## TASK SET
[A] In the commentary on the Republican Party below, condense the paragraph beginning "Reagan did not overtly preach" into a shorter version that keeps its main facts.
[B] Carry the commentary on the Republican Party and the courts further, picking up right after its final sentence.

## GIVEN TEXT
I find it sadly ironic that a political party that was born of the progressive notion that the U.S. Constitution should not protect slavery has been captured by such oppressors. The emergence of the Republican Party elected Lincoln and led to the enactment of three major Amendments to the U.S. Constitution that have evolved to guarantee freedom and equality for many. Yet, somehow, one hundred years later, the party was captured by opponents of this arc of history.

Reagan did not overtly preach most of the time, but he caved to the preachers in all of his judicial appointments after Sandra Day O’Conner. We are just now beginning to see the restoration of a secular judiciary.  Control of the judges at all levels of the federal system and control of state governments must be the battle cry of Democrats in the next election. It’s easy to win a Presidential race in the current climate; convincing voters to care about the down-ballot races is harder.

(Some records)
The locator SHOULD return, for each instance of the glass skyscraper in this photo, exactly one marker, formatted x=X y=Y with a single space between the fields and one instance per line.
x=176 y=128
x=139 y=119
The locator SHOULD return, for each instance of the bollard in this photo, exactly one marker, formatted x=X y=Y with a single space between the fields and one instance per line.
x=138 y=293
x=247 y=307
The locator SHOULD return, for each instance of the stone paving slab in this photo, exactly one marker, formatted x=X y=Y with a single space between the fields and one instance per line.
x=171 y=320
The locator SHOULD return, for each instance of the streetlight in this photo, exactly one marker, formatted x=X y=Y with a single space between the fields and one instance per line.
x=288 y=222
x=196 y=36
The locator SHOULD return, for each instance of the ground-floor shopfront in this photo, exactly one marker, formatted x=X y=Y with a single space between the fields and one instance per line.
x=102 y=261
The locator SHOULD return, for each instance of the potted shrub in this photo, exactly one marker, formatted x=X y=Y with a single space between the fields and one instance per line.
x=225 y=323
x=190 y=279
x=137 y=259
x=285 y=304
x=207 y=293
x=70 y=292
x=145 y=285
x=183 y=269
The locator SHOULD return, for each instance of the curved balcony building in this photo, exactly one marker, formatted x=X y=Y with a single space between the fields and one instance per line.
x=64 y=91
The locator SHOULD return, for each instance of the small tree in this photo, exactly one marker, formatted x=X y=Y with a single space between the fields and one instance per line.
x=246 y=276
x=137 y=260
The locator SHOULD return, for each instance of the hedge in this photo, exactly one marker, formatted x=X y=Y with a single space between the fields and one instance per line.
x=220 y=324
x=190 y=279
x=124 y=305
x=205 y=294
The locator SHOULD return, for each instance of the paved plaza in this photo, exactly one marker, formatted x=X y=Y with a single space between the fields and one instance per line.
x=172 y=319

## FINAL ANSWERS
[A] Although Reagan rarely preached openly, every judge he appointed after Sandra Day O'Conner reflected the preachers' wishes, and a secular judiciary is only now returning. In the next election, Democrats must make control of federal judges at every level and of state governments their battle cry. Winning the presidency is easy right now; getting voters to care about down-ballot races is harder.

[B]
Political discussion these days often uses the words “progressive” vs. “conservative.” I think it more appropriate to call the sides “Modernists” vs. “Regressives.” The Modernists seek to preserve society’s progress and make further advances for the general welfare. The Regressives are simply twisted: They have a vision of an ideal past that never was and wish to return to it – an impossibility. A return to the past is a return to oppression not freedom.

I’m an optimist and believe that the struggle for modernity will ultimately prevail. But the road is tragically long with too many victims.